Your instructions =>
Rescale the records from the line containing "Annotation task — identify one point per instance of the arched" through the end of the records, with both ends included, and reproduce every one of those lines and no others. Multiply each point coordinate in the answers by 1.25 and round it to a whole number, with halves rounding up.

(Records from a data collection)

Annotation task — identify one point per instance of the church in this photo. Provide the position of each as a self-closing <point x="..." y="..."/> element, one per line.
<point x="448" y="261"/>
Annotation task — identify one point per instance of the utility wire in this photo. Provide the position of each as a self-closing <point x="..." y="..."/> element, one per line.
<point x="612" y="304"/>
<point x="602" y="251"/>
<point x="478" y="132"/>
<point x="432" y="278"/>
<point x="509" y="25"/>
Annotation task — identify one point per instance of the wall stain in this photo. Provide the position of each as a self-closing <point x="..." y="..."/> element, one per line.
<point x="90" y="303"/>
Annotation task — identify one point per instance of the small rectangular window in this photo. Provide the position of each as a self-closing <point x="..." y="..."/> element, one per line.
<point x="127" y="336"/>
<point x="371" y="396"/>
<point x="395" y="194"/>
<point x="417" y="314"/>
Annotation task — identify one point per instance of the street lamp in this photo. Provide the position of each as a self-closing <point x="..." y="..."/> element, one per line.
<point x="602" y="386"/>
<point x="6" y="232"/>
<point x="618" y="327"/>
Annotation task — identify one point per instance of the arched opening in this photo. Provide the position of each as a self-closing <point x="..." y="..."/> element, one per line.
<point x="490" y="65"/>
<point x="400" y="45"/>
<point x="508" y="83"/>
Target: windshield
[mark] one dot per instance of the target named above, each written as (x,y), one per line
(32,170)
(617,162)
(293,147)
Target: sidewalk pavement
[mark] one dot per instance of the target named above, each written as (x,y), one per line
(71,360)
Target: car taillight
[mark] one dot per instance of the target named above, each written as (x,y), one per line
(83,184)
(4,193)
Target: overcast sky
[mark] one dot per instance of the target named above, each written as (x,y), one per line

Result of this task =>
Annotation task — identify one point per instance of the arched opening in this photo. Provide the position of each as a self-closing <point x="..." y="..."/> element, one per line.
<point x="613" y="81"/>
<point x="500" y="56"/>
<point x="635" y="104"/>
Target: windshield
[mark] one dot per instance of the target named above, each written as (x,y), one per line
(40,213)
(771,203)
(366,184)
Target: sidewalk pavement
[mark] one dot per instance of the target named above, each written as (x,y), one per line
(89,450)
Target: car taillight
[mark] one dot per instance of the target named above, each written as (x,y), one per line
(104,230)
(5,241)
Target: overcast sky
[mark] one dot per instance of the target named above, each written as (x,y), one per line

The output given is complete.